Stored data
=-=-=
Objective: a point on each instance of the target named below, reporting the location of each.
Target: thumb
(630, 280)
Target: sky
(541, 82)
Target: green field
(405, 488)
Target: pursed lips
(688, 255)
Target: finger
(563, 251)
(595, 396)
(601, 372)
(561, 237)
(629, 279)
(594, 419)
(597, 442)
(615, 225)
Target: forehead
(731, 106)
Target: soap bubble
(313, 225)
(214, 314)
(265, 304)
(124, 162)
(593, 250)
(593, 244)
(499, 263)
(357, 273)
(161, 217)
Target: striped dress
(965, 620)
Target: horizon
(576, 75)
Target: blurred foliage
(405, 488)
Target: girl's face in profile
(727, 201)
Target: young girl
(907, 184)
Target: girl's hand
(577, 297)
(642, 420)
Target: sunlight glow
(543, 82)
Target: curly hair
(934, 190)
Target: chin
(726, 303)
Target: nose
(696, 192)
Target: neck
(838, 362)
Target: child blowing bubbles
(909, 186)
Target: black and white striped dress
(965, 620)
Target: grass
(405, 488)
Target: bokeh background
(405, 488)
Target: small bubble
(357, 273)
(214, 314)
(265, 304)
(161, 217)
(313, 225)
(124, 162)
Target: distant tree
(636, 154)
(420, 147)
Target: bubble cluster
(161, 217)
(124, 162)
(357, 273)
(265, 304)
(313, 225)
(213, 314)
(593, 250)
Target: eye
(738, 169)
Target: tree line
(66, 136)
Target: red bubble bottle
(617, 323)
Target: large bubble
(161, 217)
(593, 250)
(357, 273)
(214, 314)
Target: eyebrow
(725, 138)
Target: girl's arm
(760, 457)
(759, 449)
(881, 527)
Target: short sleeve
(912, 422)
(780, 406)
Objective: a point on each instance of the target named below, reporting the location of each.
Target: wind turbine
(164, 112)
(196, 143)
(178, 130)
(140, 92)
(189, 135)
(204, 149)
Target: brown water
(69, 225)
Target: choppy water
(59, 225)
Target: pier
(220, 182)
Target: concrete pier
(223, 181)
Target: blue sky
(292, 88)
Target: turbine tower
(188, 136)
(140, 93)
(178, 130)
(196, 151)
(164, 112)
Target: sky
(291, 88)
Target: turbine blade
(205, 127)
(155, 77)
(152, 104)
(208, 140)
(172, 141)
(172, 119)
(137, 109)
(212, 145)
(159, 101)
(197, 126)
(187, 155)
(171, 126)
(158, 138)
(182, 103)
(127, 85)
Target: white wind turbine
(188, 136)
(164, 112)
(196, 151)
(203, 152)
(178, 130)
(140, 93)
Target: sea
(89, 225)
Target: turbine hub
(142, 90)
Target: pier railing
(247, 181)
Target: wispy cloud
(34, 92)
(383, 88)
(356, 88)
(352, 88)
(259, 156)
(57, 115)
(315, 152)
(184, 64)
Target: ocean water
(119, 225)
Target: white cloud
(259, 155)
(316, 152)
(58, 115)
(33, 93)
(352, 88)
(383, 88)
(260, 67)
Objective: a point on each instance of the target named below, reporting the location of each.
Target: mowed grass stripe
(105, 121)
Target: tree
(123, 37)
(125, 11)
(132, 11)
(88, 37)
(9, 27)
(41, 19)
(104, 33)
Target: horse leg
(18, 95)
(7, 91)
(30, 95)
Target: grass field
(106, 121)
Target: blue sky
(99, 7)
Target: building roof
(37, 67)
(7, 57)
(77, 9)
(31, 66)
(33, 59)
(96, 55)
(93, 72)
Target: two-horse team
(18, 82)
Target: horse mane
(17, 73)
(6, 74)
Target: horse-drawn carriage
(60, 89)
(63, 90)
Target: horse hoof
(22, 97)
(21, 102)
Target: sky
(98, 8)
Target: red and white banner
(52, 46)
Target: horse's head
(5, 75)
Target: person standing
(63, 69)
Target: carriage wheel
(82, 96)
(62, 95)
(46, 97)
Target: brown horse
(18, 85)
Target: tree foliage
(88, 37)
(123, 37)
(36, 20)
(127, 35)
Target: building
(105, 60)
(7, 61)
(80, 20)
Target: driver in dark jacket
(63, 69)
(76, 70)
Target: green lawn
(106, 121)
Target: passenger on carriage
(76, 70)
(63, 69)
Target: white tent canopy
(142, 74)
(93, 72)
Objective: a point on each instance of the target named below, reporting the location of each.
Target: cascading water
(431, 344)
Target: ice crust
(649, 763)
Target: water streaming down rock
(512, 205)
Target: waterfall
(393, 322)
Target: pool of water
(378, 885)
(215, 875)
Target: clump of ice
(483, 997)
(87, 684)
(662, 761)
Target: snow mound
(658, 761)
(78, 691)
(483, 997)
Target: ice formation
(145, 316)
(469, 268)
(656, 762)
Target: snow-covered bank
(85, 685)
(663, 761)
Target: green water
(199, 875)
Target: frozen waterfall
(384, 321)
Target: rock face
=-=-=
Action item. Each line must be given again exactly as written above.

Written reply.
Objective: a point on each instance of the target named below, reporting the location of each.
Target: thumb
(630, 280)
Target: sky
(541, 82)
Target: green field
(405, 488)
Target: pursed lips
(688, 255)
Target: finger
(563, 251)
(595, 396)
(601, 372)
(561, 237)
(629, 279)
(594, 419)
(597, 442)
(615, 225)
Target: forehead
(731, 106)
Target: soap bubble
(313, 225)
(214, 314)
(265, 304)
(124, 162)
(593, 250)
(593, 244)
(499, 263)
(357, 273)
(161, 217)
Target: striped dress
(965, 620)
Target: horizon
(576, 75)
Target: blurred foliage
(405, 488)
Target: girl's face in profile
(727, 201)
Target: young girl
(907, 184)
Target: girl's hand
(577, 297)
(642, 420)
Target: sunlight glow
(543, 82)
Target: curly hair
(934, 190)
Target: chin
(726, 303)
Target: nose
(696, 192)
Target: neck
(838, 362)
Target: child blowing bubbles
(909, 186)
Target: black and white striped dress
(965, 620)
Target: grass
(405, 488)
Target: bokeh background
(405, 488)
Target: small bubble
(357, 273)
(214, 314)
(265, 304)
(161, 217)
(313, 225)
(124, 162)
Target: distant tree
(636, 154)
(420, 147)
Target: bubble cluster
(161, 217)
(124, 162)
(357, 273)
(265, 304)
(313, 225)
(213, 314)
(593, 250)
Target: eye
(738, 169)
Target: tree line
(66, 136)
Target: red bubble bottle
(617, 323)
Target: large bubble
(161, 217)
(593, 250)
(357, 273)
(214, 314)
Target: eyebrow
(725, 138)
Target: girl's arm
(760, 457)
(759, 449)
(881, 527)
Target: short sleeve
(912, 422)
(780, 406)
Objective: a point on each instance of the target named below, reporting the location of each.
Target: wind turbine
(164, 112)
(196, 143)
(178, 130)
(140, 92)
(189, 135)
(204, 149)
Target: brown water
(69, 225)
Target: choppy water
(59, 225)
Target: pier
(220, 182)
Target: concrete pier
(223, 181)
Target: blue sky
(292, 88)
Target: turbine tower
(188, 136)
(140, 93)
(178, 130)
(196, 151)
(164, 112)
Target: sky
(291, 88)
Target: turbine blade
(205, 127)
(155, 77)
(152, 104)
(208, 140)
(172, 141)
(172, 119)
(137, 109)
(212, 145)
(159, 101)
(197, 126)
(187, 155)
(171, 126)
(158, 138)
(182, 103)
(127, 85)
Target: white wind turbine
(188, 136)
(164, 112)
(196, 151)
(203, 152)
(178, 130)
(140, 93)
Target: sea
(89, 225)
Target: turbine hub
(142, 90)
Target: pier railing
(247, 181)
Target: wispy cloud
(34, 92)
(383, 88)
(356, 88)
(352, 88)
(259, 156)
(57, 115)
(315, 152)
(184, 64)
Target: ocean water
(119, 225)
Target: white cloud
(259, 155)
(316, 152)
(58, 115)
(33, 93)
(352, 88)
(383, 88)
(260, 67)
Objective: a point on each instance of the target named below, reporting the location of each.
Target: mowed grass stripe
(105, 121)
Target: tree
(123, 37)
(125, 11)
(132, 11)
(88, 37)
(9, 27)
(41, 19)
(104, 33)
Target: horse leg
(18, 95)
(7, 91)
(30, 95)
Target: grass field
(106, 121)
Target: blue sky
(99, 7)
Target: building roof
(37, 67)
(7, 57)
(77, 9)
(31, 66)
(33, 59)
(96, 55)
(93, 72)
Target: two-horse team
(18, 82)
Target: horse mane
(17, 73)
(6, 74)
Target: horse-drawn carriage
(60, 89)
(63, 90)
Target: horse hoof
(22, 97)
(21, 102)
Target: sky
(98, 8)
Target: red and white banner
(52, 46)
Target: horse's head
(5, 75)
Target: person standing
(63, 69)
Target: carriage wheel
(82, 96)
(62, 95)
(46, 97)
Target: brown horse
(18, 85)
Target: tree foliage
(88, 37)
(123, 37)
(36, 20)
(127, 35)
Target: building
(105, 60)
(7, 61)
(80, 20)
Target: driver in dark jacket
(63, 69)
(76, 70)
Target: green lawn
(106, 121)
Target: passenger on carriage
(76, 70)
(63, 69)
Target: white tent canopy
(142, 74)
(93, 72)
Objective: a point on each instance of the target named below, reporting the location of each.
Target: cascading water
(431, 344)
Target: ice crust
(649, 763)
Target: water streaming down rock
(512, 205)
Target: waterfall
(393, 322)
Target: pool of water
(378, 885)
(215, 875)
Target: clump of ice
(483, 997)
(87, 684)
(662, 761)
Target: snow mound
(658, 761)
(78, 691)
(483, 997)
Target: ice formation
(145, 316)
(469, 268)
(656, 762)
Target: snow-covered bank
(85, 685)
(663, 761)
Target: green water
(199, 875)
Target: frozen waterfall
(384, 321)
Target: rock face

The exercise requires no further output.